### [Data items]
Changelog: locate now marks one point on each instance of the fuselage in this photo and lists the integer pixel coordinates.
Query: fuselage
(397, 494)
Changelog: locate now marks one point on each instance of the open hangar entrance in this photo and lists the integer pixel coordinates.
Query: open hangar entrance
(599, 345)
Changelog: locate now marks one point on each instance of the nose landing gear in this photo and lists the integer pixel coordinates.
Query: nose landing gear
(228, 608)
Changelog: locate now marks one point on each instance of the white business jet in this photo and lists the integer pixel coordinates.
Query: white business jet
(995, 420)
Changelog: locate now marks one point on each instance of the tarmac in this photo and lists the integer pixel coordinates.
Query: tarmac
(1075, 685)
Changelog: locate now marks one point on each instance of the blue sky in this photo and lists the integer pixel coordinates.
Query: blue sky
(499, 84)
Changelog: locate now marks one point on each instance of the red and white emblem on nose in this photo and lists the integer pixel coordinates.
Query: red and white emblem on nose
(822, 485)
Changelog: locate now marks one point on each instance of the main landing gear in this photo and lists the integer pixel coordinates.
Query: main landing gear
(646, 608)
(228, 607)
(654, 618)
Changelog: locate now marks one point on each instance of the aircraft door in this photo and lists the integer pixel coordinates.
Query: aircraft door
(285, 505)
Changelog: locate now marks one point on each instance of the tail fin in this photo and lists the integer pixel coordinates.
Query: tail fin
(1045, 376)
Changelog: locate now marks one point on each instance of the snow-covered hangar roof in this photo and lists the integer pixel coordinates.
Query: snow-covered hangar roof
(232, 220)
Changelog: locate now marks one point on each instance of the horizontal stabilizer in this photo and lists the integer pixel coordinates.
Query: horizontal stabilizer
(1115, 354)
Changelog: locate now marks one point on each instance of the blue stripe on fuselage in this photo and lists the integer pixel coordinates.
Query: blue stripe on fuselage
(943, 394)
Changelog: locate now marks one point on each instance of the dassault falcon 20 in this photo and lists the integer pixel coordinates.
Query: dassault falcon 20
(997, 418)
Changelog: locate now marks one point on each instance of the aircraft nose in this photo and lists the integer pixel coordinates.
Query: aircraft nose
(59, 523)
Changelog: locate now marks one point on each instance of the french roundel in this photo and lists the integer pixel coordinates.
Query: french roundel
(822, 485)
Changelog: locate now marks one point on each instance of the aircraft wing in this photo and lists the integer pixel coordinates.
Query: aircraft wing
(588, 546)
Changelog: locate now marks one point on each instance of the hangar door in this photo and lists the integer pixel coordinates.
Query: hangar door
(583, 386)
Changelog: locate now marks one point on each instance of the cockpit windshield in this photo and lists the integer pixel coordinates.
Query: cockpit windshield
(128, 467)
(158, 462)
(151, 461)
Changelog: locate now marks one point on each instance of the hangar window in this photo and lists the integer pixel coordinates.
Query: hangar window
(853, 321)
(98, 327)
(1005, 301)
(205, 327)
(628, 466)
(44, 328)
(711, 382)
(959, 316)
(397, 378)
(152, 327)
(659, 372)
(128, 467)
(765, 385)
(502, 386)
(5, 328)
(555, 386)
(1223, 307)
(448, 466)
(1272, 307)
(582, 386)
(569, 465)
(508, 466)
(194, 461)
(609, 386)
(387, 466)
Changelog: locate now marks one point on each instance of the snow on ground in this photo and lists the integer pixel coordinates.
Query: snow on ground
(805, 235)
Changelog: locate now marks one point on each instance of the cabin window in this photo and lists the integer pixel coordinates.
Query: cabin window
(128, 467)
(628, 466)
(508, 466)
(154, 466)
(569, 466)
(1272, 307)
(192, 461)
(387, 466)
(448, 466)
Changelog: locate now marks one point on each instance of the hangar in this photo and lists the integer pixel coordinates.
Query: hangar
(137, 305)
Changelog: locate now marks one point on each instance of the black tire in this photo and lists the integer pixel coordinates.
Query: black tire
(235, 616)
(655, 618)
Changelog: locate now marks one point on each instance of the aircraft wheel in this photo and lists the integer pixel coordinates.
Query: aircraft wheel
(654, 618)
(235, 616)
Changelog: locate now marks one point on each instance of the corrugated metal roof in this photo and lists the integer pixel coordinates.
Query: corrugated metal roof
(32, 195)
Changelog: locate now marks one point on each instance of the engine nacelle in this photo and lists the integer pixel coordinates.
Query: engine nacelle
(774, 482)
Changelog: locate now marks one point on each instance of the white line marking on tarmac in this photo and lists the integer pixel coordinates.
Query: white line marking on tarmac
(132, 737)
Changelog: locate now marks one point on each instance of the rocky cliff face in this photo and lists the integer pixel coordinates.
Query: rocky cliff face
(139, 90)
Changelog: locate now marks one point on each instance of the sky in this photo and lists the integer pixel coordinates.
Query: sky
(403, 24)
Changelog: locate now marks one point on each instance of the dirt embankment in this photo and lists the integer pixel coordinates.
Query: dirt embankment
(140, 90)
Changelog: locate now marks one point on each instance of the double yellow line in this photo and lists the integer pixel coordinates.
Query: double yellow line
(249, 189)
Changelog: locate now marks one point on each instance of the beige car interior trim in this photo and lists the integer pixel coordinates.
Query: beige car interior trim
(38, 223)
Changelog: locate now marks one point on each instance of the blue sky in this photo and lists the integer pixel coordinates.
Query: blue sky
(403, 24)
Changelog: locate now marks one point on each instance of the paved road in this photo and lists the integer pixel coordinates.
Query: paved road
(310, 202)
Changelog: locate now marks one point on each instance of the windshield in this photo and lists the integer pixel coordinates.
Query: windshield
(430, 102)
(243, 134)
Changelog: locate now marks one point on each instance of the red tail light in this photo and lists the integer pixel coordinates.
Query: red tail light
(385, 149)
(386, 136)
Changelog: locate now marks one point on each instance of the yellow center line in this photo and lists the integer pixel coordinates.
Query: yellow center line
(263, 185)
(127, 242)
---
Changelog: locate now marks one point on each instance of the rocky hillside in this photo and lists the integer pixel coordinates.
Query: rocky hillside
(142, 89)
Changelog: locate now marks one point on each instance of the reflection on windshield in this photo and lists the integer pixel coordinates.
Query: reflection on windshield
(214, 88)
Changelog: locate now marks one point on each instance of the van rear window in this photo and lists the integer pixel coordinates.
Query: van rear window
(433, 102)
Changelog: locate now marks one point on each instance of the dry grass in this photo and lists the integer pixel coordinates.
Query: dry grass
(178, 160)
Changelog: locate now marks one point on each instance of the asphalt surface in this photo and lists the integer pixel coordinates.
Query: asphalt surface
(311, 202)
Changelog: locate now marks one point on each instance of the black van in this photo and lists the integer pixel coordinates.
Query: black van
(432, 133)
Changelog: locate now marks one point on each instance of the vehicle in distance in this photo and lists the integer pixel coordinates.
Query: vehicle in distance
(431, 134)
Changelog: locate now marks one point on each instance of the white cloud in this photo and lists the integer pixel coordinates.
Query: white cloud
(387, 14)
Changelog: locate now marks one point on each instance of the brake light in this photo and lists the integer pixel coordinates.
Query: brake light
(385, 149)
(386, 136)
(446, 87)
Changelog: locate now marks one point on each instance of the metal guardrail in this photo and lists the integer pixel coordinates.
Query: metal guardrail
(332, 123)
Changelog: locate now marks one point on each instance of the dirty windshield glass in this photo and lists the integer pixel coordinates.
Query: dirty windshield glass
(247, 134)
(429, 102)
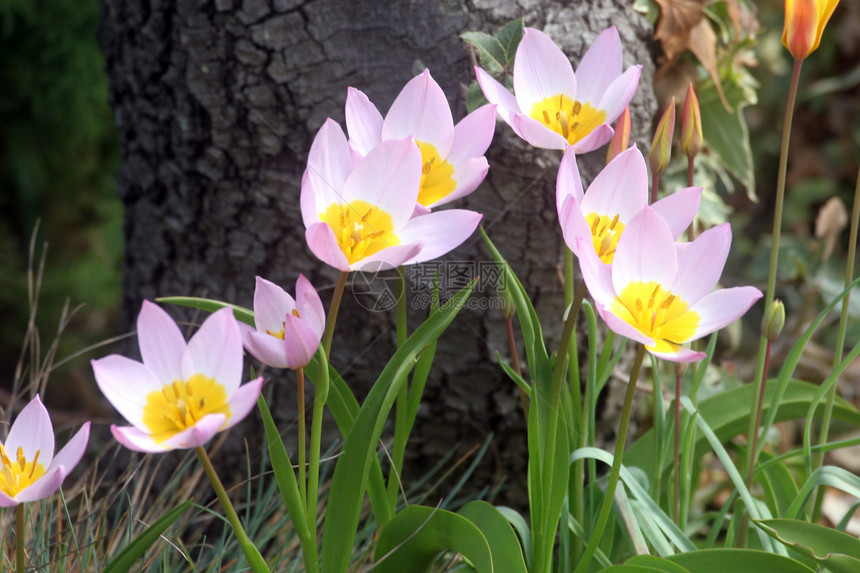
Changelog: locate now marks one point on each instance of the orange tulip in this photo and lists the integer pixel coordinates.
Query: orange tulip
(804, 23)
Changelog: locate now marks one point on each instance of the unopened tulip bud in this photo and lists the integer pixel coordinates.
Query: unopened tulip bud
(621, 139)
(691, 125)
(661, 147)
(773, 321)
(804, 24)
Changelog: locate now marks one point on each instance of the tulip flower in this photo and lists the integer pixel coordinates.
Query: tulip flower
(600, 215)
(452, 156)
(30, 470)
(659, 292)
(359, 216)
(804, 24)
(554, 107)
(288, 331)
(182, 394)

### [SHORT TASK]
Pick out every line of the records above that contains the string "corrugated", and please copy each one. Case counts.

### [OUTPUT]
Changelog: locate now marks one point on each instance of the corrugated metal roof in this photo and lists the integer pixel coordinates.
Query: corrugated metal roof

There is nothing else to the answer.